*Extract*.

☆ ☆ ☆ ☆ ☆ ☆ ☆

Minutes after my assessment, her nurse takes her history again. Her note will echo what Brigette has told me: “Sudden onset abdo pain – felt like gas – now relieved. No distress.”
Ninety minutes later, I’m ready to re-assess Bridgette. Her white count is mildly elevated, but other than that, all is normal. She practically jumps from her chair and climbs back onto the exam table. Her abdomen is still soft, and she denies pain when I push, although she does grimace as she sits up.
“Are you sure you feel well enough to go home?”
“Yes,” she says. “I think so.”
When I was young, I had a few Choose Your Own Adventure books. A story would begin, and then the protagonist would hit a fork in the road. To go left, you could turn the page. If you wanted to turn right, then you’d have to skip ahead to page ninety-six. Brigette’s case reminds me of one of those books. She could have waved off the paramedics, and I would have never seen her. I could have assessed her before the blood was drawn and agreed to let her go. I stopped reading those books, because the fork in the road was just a roll of the dice; and too many times, I’d lead my protagonist off the edge of a cliff.
I reach out, and take her hand to help her down. And just as she steps, she stops. “I feel dizzy,” she says, “all of a sudden.”
I lead her back to a chair and ask her to relax. She still has an IV line, so I ask the nurse to give her some fluid. She insists that her pain hasn’t returned: “I’m just dizzy.” A bag of saline is connected, and I move on.

☆ ☆ ☆ ☆ ☆ ☆ ☆

*Prompt*. Reproduce the passage about the patient with abdominal pain word for word, from start to finish.

☆ ☆ ☆ ☆ ☆ ☆ ☆

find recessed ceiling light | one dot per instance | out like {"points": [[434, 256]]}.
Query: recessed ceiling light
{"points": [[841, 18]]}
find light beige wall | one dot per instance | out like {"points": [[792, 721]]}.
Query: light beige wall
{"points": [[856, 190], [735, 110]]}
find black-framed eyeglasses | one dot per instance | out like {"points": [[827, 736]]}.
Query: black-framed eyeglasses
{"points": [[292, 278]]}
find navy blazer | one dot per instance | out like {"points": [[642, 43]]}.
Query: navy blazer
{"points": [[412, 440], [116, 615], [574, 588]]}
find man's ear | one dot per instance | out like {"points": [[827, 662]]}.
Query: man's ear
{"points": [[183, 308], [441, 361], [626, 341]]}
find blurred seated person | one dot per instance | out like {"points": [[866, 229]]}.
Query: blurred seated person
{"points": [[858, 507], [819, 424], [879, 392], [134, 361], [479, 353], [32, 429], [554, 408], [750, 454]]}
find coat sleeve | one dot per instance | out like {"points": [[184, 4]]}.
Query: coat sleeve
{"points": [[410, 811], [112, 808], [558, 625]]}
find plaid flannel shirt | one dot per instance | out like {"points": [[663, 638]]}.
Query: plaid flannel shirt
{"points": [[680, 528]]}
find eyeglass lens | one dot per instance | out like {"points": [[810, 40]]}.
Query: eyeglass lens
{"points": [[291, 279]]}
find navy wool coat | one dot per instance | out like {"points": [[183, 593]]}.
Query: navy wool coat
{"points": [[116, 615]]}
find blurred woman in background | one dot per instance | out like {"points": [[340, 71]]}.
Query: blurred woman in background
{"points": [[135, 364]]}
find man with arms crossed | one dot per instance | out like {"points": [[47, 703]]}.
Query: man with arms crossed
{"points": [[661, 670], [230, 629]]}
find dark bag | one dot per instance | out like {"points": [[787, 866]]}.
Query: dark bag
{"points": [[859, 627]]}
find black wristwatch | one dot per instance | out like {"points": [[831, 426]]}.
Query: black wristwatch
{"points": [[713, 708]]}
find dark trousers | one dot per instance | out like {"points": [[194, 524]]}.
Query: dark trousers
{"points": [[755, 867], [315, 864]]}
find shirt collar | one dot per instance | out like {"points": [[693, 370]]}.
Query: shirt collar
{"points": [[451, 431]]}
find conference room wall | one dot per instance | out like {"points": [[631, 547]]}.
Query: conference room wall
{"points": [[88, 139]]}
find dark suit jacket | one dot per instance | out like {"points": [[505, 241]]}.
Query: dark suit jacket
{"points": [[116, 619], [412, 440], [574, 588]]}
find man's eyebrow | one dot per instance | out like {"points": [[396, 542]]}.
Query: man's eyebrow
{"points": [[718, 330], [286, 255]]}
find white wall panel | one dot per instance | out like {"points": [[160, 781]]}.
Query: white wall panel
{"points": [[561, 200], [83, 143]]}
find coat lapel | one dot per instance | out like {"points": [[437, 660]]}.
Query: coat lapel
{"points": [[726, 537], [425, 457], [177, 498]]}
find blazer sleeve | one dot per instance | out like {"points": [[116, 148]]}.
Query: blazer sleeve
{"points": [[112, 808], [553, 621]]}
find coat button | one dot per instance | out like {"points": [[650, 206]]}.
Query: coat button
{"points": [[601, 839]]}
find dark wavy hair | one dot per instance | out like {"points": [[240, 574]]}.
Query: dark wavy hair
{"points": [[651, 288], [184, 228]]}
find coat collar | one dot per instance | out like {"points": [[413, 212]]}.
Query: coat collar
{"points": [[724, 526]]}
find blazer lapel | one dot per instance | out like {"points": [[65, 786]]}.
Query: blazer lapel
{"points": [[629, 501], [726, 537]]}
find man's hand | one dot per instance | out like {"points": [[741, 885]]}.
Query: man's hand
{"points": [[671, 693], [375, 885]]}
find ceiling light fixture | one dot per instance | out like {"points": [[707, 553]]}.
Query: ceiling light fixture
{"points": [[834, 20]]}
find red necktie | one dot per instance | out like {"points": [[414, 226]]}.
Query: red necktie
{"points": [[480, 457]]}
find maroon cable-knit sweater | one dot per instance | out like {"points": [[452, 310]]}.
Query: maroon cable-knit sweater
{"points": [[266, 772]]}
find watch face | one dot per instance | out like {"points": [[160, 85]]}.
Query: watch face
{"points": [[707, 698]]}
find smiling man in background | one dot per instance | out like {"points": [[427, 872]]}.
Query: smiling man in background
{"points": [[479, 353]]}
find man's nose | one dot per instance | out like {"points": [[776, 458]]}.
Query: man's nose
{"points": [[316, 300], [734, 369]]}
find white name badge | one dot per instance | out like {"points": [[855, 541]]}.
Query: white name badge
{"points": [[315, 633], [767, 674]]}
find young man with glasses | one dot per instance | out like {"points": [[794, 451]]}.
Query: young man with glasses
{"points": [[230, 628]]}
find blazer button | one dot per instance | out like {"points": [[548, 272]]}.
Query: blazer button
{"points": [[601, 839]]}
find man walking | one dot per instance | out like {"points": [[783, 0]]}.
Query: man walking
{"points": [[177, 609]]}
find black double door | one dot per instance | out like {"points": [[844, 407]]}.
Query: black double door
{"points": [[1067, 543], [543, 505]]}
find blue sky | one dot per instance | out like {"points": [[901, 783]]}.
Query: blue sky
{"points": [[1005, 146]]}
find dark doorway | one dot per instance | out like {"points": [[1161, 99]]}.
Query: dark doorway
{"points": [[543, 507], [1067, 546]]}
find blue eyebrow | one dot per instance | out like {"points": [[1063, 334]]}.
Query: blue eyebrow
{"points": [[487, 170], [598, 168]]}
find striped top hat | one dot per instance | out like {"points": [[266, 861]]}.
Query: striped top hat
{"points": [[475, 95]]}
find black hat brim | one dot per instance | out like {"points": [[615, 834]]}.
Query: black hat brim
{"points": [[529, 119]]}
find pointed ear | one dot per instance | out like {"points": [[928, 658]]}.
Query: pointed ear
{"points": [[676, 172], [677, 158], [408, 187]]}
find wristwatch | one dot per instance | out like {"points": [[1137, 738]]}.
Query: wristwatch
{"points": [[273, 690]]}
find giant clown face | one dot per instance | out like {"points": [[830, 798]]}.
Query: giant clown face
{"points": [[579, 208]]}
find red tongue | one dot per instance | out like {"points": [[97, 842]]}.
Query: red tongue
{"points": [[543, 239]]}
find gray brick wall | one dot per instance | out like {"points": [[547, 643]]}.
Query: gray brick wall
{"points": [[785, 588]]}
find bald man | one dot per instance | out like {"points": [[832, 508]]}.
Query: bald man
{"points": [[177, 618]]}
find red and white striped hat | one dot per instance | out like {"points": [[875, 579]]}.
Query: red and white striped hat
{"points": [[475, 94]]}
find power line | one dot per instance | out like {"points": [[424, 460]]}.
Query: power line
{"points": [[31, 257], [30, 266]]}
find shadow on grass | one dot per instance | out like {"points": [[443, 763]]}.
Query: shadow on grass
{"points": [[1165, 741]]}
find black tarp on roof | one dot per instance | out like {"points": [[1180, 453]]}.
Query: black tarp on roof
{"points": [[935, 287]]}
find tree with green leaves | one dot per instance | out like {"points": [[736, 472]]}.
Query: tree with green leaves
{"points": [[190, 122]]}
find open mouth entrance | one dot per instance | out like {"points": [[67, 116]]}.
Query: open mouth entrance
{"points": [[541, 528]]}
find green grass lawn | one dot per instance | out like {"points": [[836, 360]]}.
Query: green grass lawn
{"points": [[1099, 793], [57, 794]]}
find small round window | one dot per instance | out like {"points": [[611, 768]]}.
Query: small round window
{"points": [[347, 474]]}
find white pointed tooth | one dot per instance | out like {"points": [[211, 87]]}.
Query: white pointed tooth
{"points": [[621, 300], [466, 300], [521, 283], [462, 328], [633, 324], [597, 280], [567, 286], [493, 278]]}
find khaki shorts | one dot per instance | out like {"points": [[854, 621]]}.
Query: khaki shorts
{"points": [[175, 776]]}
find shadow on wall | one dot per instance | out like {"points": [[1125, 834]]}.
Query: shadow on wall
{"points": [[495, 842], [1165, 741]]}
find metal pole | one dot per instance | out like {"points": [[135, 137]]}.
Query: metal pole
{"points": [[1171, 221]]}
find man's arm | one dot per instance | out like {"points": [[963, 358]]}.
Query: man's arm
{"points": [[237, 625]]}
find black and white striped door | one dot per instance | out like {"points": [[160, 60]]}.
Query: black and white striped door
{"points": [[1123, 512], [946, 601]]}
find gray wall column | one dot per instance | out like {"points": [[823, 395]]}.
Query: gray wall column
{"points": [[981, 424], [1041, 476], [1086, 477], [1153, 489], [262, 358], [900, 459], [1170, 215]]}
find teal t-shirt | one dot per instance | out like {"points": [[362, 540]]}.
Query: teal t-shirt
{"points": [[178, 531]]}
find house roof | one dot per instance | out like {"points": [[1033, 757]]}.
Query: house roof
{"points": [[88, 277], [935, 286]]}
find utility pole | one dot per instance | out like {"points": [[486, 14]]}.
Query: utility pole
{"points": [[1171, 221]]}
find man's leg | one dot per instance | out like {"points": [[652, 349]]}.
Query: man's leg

☆ ☆ ☆ ☆ ☆ ☆ ☆

*Response to the task*.
Minutes after my assessment, her nurse takes her history again. Her note will echo what Brigette has told me: “Sudden onset abdo pain – felt like gas – now relieved. No distress.”
Ninety minutes later, I’m ready to re-assess Bridgette. Her white count is mildly elevated, but other than that, all is normal. She practically jumps from her chair and climbs back onto the exam table. Her abdomen is still soft, and she denies pain when I push, although she does grimace as she sits up.
“Are you sure you feel well enough to go home?”
“Yes,” she says. “I think so.”
When I was young, I had a few Choose Your Own Adventure books. A story would begin, and then the protagonist would hit a fork in the road. To go left, you could turn the page. If you wanted to turn right, then you’d have to skip ahead to page ninety-six. Brigette’s case reminds me of one of those books. She could have waved off the paramedics, and I would have never seen her. I could have assessed her before the blood was drawn and agreed to let her go. I stopped reading those books, because the fork in the road was just a roll of the dice; and too many times, I’d lead my protagonist off the edge of a cliff.
I reach out, and take her hand to help her down. And just as she steps, she stops. “I feel dizzy,” she says, “all of a sudden.”
I lead her back to a chair and ask her to relax. She still has an IV line, so I ask the nurse to give her some fluid. She insists that her pain hasn’t returned: “I’m just dizzy.” A bag of saline is connected, and I move on.